(Records from a dataset)

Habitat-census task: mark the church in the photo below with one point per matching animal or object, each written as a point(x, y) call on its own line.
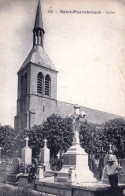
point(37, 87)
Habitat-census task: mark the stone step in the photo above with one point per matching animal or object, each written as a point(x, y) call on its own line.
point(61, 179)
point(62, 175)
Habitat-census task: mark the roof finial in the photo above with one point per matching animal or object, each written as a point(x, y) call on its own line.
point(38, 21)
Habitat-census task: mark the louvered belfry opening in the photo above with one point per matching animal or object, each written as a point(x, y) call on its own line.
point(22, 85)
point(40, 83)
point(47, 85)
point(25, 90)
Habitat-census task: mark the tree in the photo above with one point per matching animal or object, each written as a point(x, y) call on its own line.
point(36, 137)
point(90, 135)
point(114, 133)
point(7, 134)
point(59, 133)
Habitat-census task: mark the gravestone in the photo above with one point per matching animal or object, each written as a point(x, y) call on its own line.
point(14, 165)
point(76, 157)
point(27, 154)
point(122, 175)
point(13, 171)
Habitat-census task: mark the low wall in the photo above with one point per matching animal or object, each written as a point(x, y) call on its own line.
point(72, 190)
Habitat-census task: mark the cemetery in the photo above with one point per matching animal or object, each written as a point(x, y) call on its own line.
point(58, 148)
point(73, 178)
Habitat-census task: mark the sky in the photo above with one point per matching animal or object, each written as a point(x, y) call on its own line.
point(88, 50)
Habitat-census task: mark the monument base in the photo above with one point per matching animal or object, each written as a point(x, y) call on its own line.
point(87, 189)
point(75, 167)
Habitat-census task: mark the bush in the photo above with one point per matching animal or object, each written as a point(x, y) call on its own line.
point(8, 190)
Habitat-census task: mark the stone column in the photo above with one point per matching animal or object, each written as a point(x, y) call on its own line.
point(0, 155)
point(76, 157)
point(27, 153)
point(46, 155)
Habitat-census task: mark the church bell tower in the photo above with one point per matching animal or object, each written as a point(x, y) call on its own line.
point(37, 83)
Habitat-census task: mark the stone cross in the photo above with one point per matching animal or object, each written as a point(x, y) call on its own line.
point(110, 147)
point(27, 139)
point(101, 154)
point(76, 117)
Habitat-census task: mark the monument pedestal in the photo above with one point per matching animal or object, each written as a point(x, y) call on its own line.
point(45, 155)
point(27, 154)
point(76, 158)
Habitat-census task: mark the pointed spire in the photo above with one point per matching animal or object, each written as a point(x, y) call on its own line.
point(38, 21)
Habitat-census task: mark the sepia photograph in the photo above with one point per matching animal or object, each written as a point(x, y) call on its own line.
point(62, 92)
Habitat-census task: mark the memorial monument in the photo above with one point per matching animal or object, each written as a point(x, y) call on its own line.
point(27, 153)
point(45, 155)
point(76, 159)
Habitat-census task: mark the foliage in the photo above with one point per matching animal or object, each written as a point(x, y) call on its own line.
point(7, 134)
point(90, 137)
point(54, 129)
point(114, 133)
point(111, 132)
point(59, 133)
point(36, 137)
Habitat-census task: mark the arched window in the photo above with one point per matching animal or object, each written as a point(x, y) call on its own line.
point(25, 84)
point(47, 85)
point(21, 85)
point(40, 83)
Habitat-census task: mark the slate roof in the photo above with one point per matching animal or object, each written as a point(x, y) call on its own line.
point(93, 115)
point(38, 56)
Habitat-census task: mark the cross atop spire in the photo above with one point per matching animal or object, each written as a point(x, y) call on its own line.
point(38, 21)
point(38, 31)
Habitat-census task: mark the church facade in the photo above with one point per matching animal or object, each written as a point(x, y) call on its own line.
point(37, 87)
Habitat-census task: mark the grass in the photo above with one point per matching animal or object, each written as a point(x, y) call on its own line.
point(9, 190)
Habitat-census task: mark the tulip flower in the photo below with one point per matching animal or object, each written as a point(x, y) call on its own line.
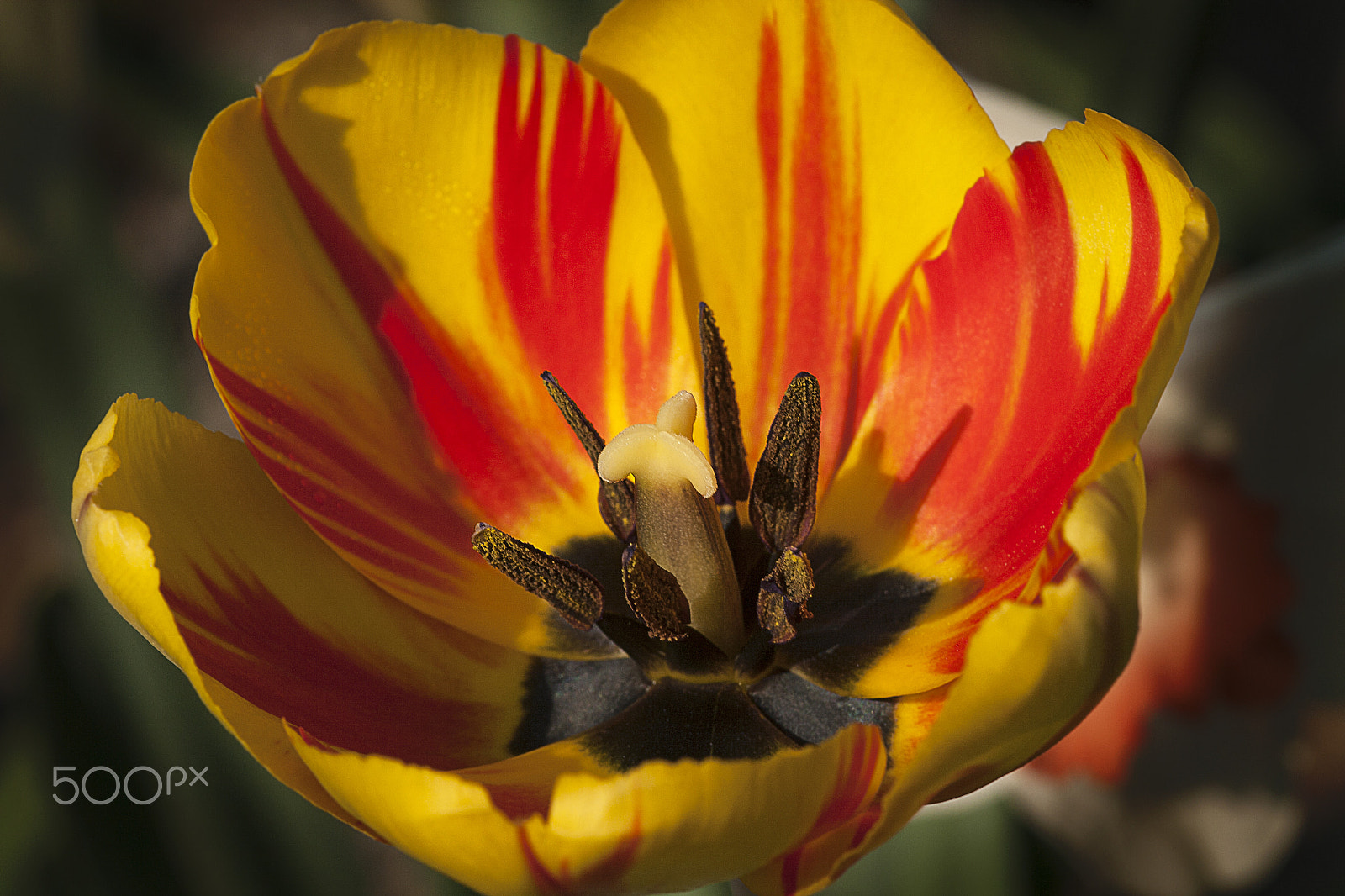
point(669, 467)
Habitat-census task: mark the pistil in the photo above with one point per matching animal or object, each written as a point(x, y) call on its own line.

* * *

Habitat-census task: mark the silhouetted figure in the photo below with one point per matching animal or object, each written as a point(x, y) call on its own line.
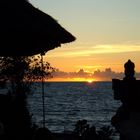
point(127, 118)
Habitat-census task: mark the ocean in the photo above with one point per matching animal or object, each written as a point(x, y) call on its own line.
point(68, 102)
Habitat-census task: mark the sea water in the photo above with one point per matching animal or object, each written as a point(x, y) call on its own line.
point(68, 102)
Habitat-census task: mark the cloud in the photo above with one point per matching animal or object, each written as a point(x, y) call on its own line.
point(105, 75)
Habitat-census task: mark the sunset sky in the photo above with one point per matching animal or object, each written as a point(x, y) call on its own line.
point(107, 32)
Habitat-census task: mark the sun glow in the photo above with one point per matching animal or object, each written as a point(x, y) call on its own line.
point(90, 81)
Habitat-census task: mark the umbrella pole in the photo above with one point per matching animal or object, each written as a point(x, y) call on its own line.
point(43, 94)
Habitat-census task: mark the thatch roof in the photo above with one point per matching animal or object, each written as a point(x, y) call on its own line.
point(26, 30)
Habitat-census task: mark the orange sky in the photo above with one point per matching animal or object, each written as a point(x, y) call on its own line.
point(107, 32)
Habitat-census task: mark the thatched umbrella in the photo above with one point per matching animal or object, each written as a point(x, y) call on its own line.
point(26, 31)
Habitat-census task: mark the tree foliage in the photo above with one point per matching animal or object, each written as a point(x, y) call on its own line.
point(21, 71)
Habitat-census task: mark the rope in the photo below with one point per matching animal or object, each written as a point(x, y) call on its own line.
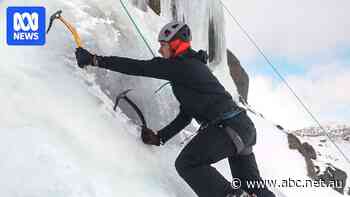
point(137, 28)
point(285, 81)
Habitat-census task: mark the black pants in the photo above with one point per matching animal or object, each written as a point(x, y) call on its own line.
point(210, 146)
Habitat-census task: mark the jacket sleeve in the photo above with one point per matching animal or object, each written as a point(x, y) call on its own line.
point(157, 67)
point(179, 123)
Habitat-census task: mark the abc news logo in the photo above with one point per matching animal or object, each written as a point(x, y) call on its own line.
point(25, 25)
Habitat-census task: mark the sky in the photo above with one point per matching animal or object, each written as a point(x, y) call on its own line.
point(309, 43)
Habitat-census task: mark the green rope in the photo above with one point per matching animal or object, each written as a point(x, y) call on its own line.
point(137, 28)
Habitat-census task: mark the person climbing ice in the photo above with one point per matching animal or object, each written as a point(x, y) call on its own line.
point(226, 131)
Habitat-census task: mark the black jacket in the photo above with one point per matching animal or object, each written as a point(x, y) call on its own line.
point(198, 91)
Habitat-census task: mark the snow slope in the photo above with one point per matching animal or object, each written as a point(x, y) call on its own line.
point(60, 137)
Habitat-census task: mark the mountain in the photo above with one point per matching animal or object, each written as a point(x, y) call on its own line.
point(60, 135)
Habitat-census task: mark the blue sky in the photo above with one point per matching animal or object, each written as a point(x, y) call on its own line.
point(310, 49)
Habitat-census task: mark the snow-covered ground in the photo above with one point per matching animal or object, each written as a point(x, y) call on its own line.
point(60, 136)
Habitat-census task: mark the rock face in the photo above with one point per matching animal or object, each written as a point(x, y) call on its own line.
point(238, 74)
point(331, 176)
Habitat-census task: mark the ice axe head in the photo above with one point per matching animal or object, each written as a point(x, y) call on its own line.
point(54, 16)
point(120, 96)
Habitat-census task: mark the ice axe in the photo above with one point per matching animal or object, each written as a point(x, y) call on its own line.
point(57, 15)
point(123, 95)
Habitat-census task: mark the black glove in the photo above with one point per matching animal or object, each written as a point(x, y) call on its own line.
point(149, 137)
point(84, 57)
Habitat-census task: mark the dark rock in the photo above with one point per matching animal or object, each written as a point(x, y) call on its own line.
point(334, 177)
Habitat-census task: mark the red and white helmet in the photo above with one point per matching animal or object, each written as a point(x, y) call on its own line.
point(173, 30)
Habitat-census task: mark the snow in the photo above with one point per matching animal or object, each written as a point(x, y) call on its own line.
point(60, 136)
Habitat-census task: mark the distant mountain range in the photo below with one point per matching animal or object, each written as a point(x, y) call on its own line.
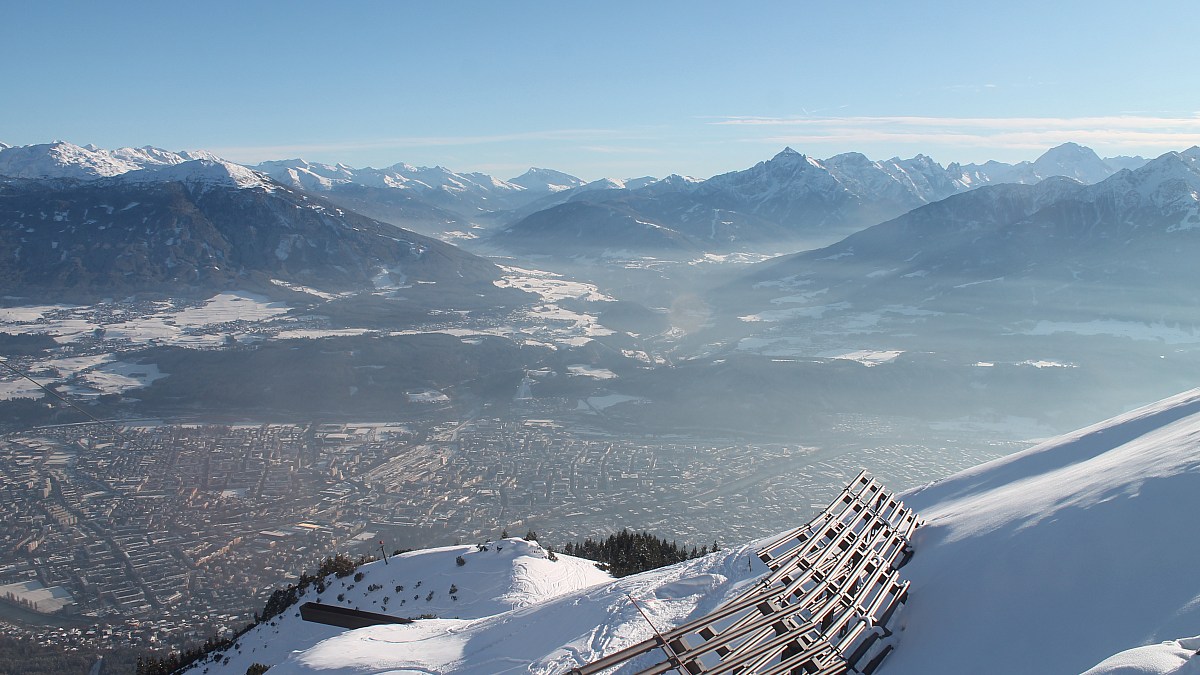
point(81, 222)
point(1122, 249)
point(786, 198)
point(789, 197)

* * *

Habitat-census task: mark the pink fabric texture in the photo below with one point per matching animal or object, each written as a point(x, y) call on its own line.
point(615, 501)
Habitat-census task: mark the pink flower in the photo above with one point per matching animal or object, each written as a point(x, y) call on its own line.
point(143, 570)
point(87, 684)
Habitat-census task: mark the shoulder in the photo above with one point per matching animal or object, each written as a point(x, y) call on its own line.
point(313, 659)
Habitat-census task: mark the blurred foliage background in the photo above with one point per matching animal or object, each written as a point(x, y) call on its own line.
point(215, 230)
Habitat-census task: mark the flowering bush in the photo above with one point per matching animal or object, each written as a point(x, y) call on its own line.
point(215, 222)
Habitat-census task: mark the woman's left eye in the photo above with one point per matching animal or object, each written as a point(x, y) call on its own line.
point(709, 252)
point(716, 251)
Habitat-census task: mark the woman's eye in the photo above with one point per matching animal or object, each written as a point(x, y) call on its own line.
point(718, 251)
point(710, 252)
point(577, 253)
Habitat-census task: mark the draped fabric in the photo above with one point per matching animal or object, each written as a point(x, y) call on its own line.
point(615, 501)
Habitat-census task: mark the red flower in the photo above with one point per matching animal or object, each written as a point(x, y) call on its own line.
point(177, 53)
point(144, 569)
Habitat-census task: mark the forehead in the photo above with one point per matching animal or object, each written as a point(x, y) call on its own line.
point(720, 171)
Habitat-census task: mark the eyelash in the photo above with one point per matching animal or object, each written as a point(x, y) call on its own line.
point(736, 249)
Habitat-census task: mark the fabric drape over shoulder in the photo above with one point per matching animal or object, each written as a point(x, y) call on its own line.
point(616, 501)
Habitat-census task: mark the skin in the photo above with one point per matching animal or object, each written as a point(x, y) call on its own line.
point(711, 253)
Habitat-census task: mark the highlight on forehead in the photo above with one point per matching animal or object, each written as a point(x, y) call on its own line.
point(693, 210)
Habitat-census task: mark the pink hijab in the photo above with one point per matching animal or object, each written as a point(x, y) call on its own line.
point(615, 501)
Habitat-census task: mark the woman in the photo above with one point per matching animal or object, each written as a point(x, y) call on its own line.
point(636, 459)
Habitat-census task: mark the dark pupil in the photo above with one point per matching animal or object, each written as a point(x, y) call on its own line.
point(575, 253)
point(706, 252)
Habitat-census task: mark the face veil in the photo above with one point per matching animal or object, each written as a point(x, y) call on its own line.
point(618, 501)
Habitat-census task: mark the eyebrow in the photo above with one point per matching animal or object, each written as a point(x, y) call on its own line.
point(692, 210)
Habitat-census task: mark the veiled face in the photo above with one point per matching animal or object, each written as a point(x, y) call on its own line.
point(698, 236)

__WHAT TO PRODUCE__:
Arrange the records between the lines holding "Habitat-census task: mark the dark pupil" and "point(706, 252)", inclusive, as a two-column CSV with the columns request and answer. Put each request's text and its answer in one quoted field each, line breaks turned into spaces, one row per request.

__RESULT OF THIS EXERCISE__:
request,answer
"Habitat-census task: mark the dark pupil in the photo above with one point per matching animal or object, each written as a point(x, y) call on its own line.","point(575, 253) point(706, 252)"